Task item A
Repeat word for word the portion of the disability-payments article starting with "It is hard to" and going on through "to get around.".
Task item B
Answer these questions from the disability-payments article:
(i) What job could Garcia no longer do after losing his limbs?
(ii) How much money did Garcia have in the bank when he called the insurance company?
(iii) According to attorney Steve Parsons, why do most people not fight it?

Extract
==========

It is hard to get Eddie Garcia to complain, despite the fact that he lost both his hands and feet to a flesh-eating bacteria.
"I think I am one of the lucky ones," Garcia said.
The married father of two still coaches youth sports, thanks to prosthetics that allow him to get around.
"I don't live like this. I live 90 percent of my days in a wheelchair," Garcia said.
Despite his somewhat active lifestyle, Garcia couldn’t continue working as a teacher after losing his limbs a few years ago.
He now relies on disability payments to help pay the bills, but recently things changed.
"I noticed my bank account, nothing was coming through that's when all of a sudden I started getting worried," Garcia said.
With less than a hundred dollars in the bank, Garcia says he called the insurance company.
He says they told him the payments were suspended because he didn't return forms proving he was still disabled.
"I'm not growing my hands back. I'm going to be like this the rest of my life. There is no fix to this disability," Garcia said. "I absolutely think it is absurd."
It turns out the forms were in his mailbox.
"They did their job, and they did in advance send me the paperwork by mail, but for me to be able to ride my wheelchair to the mailbox, get the mail, open it. We are talking about a couple hours of hours of work every day just to open the mail," Garcia said.
Garcia saying he didn't look for them after asking that any forms to be sent through email.
Plus, he never thought his disability was in question.
"When in my right mind would I have thought that I had to prove my disability to them all over again."
Those who deal with insurance companies say the move isn't unusual, adding many people on disability get similar documents.
"They will do anything they can do to resist paying a claim, especially one that is one a long term payout over time," attorney Steve Parsons said of insurance companies.
Parsons says over time you can fight it, but most don't because it can be difficult.

==========

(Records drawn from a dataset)
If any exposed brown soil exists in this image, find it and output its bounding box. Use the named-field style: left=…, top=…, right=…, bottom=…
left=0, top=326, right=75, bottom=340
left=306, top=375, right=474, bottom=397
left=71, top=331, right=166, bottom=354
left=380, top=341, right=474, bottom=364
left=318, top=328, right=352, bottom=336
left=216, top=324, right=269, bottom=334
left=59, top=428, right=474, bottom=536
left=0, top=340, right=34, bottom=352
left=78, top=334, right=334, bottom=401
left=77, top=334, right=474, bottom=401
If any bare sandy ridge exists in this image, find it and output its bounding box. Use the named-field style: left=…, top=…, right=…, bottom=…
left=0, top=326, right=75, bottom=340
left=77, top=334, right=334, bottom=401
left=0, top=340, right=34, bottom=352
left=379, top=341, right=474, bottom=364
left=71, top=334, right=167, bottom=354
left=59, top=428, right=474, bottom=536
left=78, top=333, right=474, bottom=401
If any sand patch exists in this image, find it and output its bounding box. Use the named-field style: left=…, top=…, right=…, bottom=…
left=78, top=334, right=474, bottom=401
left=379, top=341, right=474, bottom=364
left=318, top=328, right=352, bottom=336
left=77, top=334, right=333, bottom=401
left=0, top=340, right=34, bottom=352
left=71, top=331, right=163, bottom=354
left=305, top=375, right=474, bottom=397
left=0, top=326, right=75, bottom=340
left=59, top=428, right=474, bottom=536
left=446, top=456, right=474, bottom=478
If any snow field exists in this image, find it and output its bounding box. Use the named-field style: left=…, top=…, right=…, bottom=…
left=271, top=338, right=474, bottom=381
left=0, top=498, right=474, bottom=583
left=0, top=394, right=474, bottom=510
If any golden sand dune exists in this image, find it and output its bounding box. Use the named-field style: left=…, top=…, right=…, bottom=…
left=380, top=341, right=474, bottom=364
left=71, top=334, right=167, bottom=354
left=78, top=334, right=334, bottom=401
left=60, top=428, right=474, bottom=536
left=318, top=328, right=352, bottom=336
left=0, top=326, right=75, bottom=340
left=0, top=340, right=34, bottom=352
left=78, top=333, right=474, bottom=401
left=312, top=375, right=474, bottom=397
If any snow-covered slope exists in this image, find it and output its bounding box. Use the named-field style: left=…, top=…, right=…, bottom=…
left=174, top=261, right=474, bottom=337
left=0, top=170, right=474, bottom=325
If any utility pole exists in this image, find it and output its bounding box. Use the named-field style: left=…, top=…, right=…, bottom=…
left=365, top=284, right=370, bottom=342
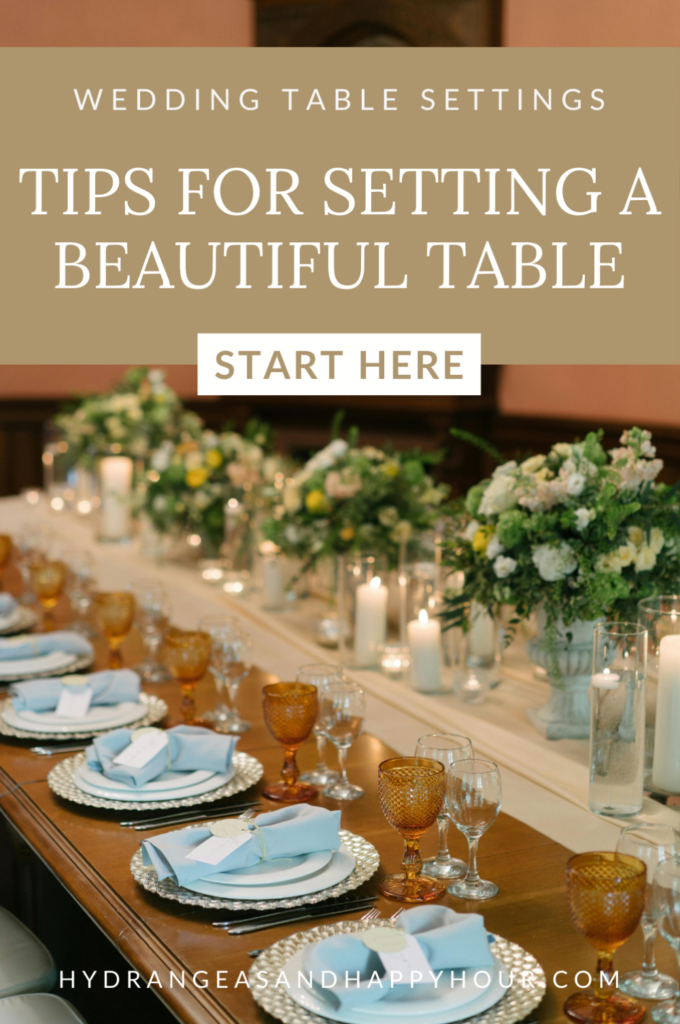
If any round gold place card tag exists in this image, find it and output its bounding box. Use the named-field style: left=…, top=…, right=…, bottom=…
left=362, top=928, right=409, bottom=953
left=210, top=818, right=250, bottom=839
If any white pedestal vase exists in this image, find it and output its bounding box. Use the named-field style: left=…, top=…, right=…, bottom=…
left=526, top=611, right=604, bottom=739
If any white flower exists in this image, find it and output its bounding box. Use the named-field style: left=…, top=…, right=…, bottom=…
left=485, top=534, right=505, bottom=561
left=532, top=541, right=579, bottom=583
left=494, top=555, right=517, bottom=580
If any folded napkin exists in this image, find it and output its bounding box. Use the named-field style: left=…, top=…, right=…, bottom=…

==========

Result A
It is hard to get Eddie Garcia to complain, despite the fact that he lost both his hands and feet to a flesh-eating bacteria.
"I think I am one of the lucky ones," Garcia said.
The married father of two still coaches youth sports, thanks to prosthetics that allow him to get around.

Result B
(i) Teacher.
(ii) Less than a hundred dollars.
(iii) Because it can be difficult.